In lieu of an abstract, here is a brief excerpt of the content:

Reviewed by:
  • The Cambridge Companion to Piers Plowman ed. by Andrew Cole and Andrew Galloway
  • Jennifer Sisk
The Cambridge Companion to Piers Plowman. Edited by Andrew Cole and Andrew Galloway. Cambridge Companions to Literature. Cambridge: Cambridge University Press, 2014. Pp. xvii + 265; 1 b/w illustration; 5 b/w plates. $84.99 (hardcover); $29.99 (paper); $24 (eBook).

This collection fulfills what Langlandians have increasingly recognized as a pressing need: it assesses, in a single compact volume, the current state of scholarly efforts to understand Piers Plowman. Informative and insightful essays under the rubrics “The Poem and Its Traditions,” “Historical and Intellectual Contexts,” and “Readers and Responses” are accompanied by a chronology (of political events, historical events used to date the poem, and important moments in the lives of [End Page 505] major fourteenth-century authors), a map of late fourteenth-century London, and a bibliography of further reading keyed to individual chapters. By its publication in a Companion series, the collection consciously positions itself to stand beside and to update significantly John Alford’s 1988 Companion to Piers Plowman.

Part I (“The Poem and Its Traditions”) offers four essays that in different ways give readers some purchase on the features of Piers Plowman that make it uniquely difficult. In “Major Episodes and Moments in Piers Plowman B,” Helen Barr introduces the complex relationships that connect the poem’s different episodes (for example, the Mede sequence establishes the poem’s recurring interest in material and spiritual recompense/reward; the Atonement sequence at the poem’s climax looks back to the pardon impasse and the trial of Wrong at the conclusion of the Mede episode). Ralph Hanna’s “The Versions and Revisions of Piers Plowman” then turns to the complexity of the poem’s plurality of forms. Describing the differences between the A, B, and C traditions, this essay, like Barr’s, will be especially useful to new readers of the poem, but Hanna also offers food for thought to scholars and teachers by assessing the value of parallel-text editions in relation to separate A, B, and C volumes. Hanna notes that while parallel texts aid comparison of versions, separate volumes provide a window into Langland’s compositional method, clarifying the necessity for both publication formats. The third essay in this section, Steven Justice’s “Literary History and Piers Plowman,” highlights the way that Langland’s poem fails to conform to standard narratives of English literary history by repeatedly convincing readers “that it has no part in such a history, that it is something more than art” (p. 51). Justice argues that Langland’s use of formal literary techniques to create this effect may in fact be his poem’s greatest legacy. (Elsewhere Justice has discussed Chaucer’s “history-effect”; here he suggests that it is actually something that Chaucer learned from Langland.) Part I concludes with Jill Mann’s “Allegory and Piers Plowman,” which situates the poem in relation to the allegorical traditions available to Langland. This positioning highlights the complexity of Langlandian allegory, in which “allegorical personifications and metaphorical motifs are combined with typology in fluid and shifting configurations” (p. 71).

- [STATED EXERCISE 1]
Arrange the entries starting at the line containing "task: segment the light switch" and ending at the line containing "[[[99,115],[92,116],[92,127],[96,128],[99,127]]]" as a JSON list of strings, one per line, including both end lines and omitting blank lines. Leave the pictures out of the answer.
- [STATED EXERCISE 2]
Pick up the review of the Piers Plowman companion volume after its final sentence and keep writing it.

Region outline entries:
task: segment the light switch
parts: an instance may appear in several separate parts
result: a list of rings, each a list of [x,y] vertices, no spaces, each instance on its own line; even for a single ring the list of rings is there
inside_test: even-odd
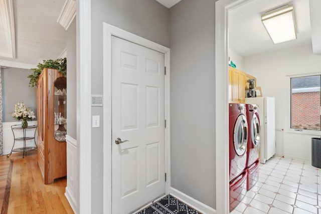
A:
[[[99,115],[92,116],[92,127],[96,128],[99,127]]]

...

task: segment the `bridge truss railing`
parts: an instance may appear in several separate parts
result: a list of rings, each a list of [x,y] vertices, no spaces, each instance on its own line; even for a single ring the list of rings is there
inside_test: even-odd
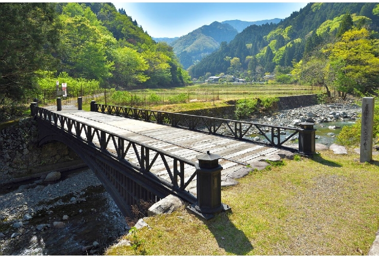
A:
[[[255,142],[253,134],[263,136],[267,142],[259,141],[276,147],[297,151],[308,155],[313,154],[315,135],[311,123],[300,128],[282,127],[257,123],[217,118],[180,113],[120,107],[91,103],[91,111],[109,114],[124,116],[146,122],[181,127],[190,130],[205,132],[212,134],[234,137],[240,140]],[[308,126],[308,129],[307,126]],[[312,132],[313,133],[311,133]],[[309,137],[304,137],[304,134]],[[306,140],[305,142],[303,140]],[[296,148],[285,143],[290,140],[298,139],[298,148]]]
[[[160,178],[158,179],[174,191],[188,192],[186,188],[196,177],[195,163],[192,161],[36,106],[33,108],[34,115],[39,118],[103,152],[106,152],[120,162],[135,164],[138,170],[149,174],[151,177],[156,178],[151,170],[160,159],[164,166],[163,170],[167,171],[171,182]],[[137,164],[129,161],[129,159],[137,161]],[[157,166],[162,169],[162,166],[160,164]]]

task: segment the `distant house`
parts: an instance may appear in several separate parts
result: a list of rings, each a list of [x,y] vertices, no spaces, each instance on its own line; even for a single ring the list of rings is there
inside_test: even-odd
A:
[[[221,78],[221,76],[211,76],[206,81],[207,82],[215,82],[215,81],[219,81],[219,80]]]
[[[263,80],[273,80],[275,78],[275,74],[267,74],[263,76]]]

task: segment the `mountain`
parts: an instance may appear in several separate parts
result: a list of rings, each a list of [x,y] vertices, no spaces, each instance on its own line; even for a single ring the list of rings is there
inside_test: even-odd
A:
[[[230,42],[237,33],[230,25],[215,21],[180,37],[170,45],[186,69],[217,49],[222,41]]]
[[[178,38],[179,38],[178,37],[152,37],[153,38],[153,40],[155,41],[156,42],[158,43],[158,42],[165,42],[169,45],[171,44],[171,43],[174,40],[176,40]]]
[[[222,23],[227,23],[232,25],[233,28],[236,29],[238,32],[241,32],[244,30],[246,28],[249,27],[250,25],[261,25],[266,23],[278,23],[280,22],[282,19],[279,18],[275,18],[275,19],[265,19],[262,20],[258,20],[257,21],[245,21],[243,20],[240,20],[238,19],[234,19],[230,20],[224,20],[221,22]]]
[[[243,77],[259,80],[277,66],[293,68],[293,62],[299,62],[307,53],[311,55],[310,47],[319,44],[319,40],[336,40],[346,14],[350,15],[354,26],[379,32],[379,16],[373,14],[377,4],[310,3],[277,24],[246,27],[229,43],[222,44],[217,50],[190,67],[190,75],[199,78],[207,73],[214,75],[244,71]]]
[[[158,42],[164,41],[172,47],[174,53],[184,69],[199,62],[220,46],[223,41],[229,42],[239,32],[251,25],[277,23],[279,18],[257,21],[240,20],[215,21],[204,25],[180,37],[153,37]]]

- [EXERCISE RESPONSE 1]
[
  "task: segment the light switch",
  "parts: an instance may appear in several separate parts",
  "result: a list of rings, each a list of [x,y] vertices, no spaces, each instance on its own line; even for a single ring the list of rings is there",
  "inside_test: even-odd",
  "A:",
  "[[[99,115],[92,116],[92,127],[96,128],[99,127]]]"
]

- [EXERCISE RESPONSE 2]
Part II (“Historical and Intellectual Contexts”) opens with Robert Adams’s “The Rokeles: An Index for a ‘Langland’ Family History,” which asks readers to take seriously the possibility that the author of Piers Plowman belonged to the prominent and affluent Rokele family, as is suggested by an inscription in the Trinity College Dublin manuscript. The chapter concludes with a selective index of documentary evidence of the Rokele family network. The next two chapters think through the poem in terms of Langland’s interest in contemporary institutions. James Simpson (“Religious Forms and Institutions in Piers Plowman”) and Matthew Giancarlo (“Political Forms and Institutions in Piers Plowman”) argue that for Langland the individual self/soul, despite its creative and potentially reformist conscience, is fundamentally dependent upon, constrained by, and defined by and against powerful institutions (for Simpson, the Catholic church; for Giancarlo, secular government). Together these essays reconcile Piers Plowman’s double interest in reforming the self and reforming institutions: for reasons these chapters illuminate, neither enterprise can occur without the other. “Christian Philosophy...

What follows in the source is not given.